Selected excerpt ::

It wasn't that long ago that genetic engineering was the stuff of science fiction -- making one organism grow with characteristics of another. Since the 1970s, though, genetic manipulation techniques have advanced to the point where splicing foreign DNA into an organism is almost routine. For example, genes for pest resistance can be spliced into corn, genes for making human insulin can be put in bacteria and genes for mimicking human cancers can be put into laboratory mice. The details of the procedure are too complex to describe in a short article, with many options at each step, but the conceptual outline of the logical sequence of steps is fairly straightforward.
Incubate the plasmid DNA and the DNA of interest with a restriction enzyme. The restriction enzyme will detect a specific sequence of DNA bases and cut the DNA apart at that point. Restriction enzymes are derived from some bacteria's defense mechanism against virus. They're molecules that will snip DNA where they detect a given pattern of bases.

Information provided ::
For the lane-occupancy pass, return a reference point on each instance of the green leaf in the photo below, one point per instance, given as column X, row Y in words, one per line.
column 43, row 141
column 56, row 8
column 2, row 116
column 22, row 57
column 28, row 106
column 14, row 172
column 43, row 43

Work to complete ::
[A] What does the genetic engineering passage say restriction enzymes are derived from?
[B] Based on the genetic engineering passage, explain why incubating the plasmid DNA and the DNA of interest with a restriction enzyme causes the DNA to be cut.
[C] Reproduce the genetic engineering passage from "It wasn't that" up to and including "is fairly straightforward.".
The listing has no connection to the genetic engineering passage.

Results ::
[A] Restriction enzymes are derived from some bacteria's defense mechanism against virus.

[B] The restriction enzyme detects a specific sequence of DNA bases and cuts the DNA apart at that point. These enzymes are molecules that snip DNA wherever they detect a given pattern of bases.

[C]
It wasn't that long ago that genetic engineering was the stuff of science fiction -- making one organism grow with characteristics of another. Since the 1970s, though, genetic manipulation techniques have advanced to the point where splicing foreign DNA into an organism is almost routine. For example, genes for pest resistance can be spliced into corn, genes for making human insulin can be put in bacteria and genes for mimicking human cancers can be put into laboratory mice. The details of the procedure are too complex to describe in a short article, with many options at each step, but the conceptual outline of the logical sequence of steps is fairly straightforward.